> Task goal: Rewrite the items below with "Outlines" changed to "Masks" and nothing else altered.

> Source data:
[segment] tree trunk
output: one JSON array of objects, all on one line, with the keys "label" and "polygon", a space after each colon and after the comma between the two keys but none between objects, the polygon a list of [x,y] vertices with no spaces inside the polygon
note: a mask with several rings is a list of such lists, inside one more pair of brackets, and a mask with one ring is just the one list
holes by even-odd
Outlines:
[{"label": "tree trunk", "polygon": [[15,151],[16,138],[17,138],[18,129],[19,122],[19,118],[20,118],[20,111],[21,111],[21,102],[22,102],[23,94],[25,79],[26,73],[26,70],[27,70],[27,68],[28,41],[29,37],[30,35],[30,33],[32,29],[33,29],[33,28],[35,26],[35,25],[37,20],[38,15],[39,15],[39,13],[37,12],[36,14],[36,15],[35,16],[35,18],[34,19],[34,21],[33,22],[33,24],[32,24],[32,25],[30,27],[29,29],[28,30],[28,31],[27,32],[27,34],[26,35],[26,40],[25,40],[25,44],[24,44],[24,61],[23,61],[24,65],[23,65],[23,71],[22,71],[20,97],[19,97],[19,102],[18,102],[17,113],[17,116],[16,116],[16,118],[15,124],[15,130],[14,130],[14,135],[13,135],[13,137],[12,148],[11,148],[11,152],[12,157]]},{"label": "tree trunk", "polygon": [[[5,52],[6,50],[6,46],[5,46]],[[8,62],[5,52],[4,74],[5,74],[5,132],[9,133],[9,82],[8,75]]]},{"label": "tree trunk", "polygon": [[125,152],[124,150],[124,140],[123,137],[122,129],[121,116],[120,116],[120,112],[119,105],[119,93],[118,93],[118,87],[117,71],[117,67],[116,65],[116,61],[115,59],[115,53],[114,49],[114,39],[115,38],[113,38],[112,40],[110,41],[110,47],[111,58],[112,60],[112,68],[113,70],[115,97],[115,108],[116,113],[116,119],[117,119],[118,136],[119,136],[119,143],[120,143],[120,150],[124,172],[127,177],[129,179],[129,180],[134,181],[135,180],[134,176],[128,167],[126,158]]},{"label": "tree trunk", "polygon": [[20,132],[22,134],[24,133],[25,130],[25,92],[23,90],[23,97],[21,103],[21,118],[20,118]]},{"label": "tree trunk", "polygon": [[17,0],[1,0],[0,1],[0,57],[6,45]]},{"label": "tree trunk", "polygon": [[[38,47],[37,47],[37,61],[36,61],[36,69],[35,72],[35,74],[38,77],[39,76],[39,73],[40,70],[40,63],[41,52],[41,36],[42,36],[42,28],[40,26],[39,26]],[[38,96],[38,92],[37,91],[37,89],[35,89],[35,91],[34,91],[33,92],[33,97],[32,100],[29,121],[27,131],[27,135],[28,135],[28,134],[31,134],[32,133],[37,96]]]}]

> Finished answer:
[segment] tree trunk
output: one JSON array of objects, all on one line, with the keys "label" and "polygon", a space after each colon and after the comma between the two keys but none between objects, the polygon a list of [x,y] vertices with no spaces inside the polygon
note: a mask with several rings is a list of such lists, inside one more pair of brackets, and a mask with one ring is just the one list
holes by even-odd
Masks:
[{"label": "tree trunk", "polygon": [[15,151],[16,138],[17,138],[18,129],[19,122],[19,118],[20,118],[20,111],[21,111],[21,102],[22,102],[23,94],[25,79],[26,73],[26,70],[27,70],[27,68],[28,41],[29,37],[30,35],[30,33],[32,29],[33,29],[33,28],[35,26],[35,25],[37,20],[38,15],[39,15],[39,13],[37,12],[36,14],[36,15],[35,16],[35,18],[34,19],[34,21],[33,22],[33,24],[32,24],[32,25],[30,27],[29,29],[28,30],[28,31],[27,32],[27,34],[26,35],[26,40],[25,40],[25,44],[24,44],[24,61],[23,61],[24,65],[23,65],[23,71],[22,71],[20,97],[19,97],[19,102],[18,102],[17,113],[17,116],[16,116],[16,118],[15,124],[15,130],[14,130],[14,135],[13,135],[13,137],[12,148],[11,148],[11,152],[12,157]]},{"label": "tree trunk", "polygon": [[[5,52],[6,50],[6,46],[5,46]],[[8,62],[5,52],[4,74],[5,74],[5,132],[9,133],[9,82],[8,75]]]},{"label": "tree trunk", "polygon": [[125,152],[124,150],[124,140],[123,137],[122,129],[121,116],[120,116],[120,112],[119,105],[119,93],[118,93],[118,87],[117,71],[117,67],[116,65],[116,61],[115,59],[115,53],[114,49],[114,39],[115,38],[113,38],[112,40],[110,41],[110,47],[111,58],[112,60],[112,68],[113,70],[115,97],[115,108],[116,113],[116,119],[117,119],[118,136],[119,136],[119,143],[120,143],[120,150],[124,172],[127,177],[129,179],[129,180],[134,181],[135,180],[134,176],[128,167],[126,158]]},{"label": "tree trunk", "polygon": [[20,132],[22,134],[24,133],[25,130],[25,92],[23,90],[23,97],[21,103],[21,118],[20,118]]},{"label": "tree trunk", "polygon": [[17,0],[1,0],[0,1],[0,57],[6,45]]},{"label": "tree trunk", "polygon": [[[38,47],[37,47],[37,61],[36,61],[36,69],[35,72],[35,74],[38,77],[39,76],[39,73],[40,70],[40,63],[41,52],[41,36],[42,36],[42,28],[40,26],[39,26]],[[38,96],[38,92],[37,91],[37,89],[35,89],[35,91],[34,91],[33,92],[33,97],[32,100],[29,121],[27,131],[27,135],[28,135],[28,134],[31,134],[32,133],[37,96]]]}]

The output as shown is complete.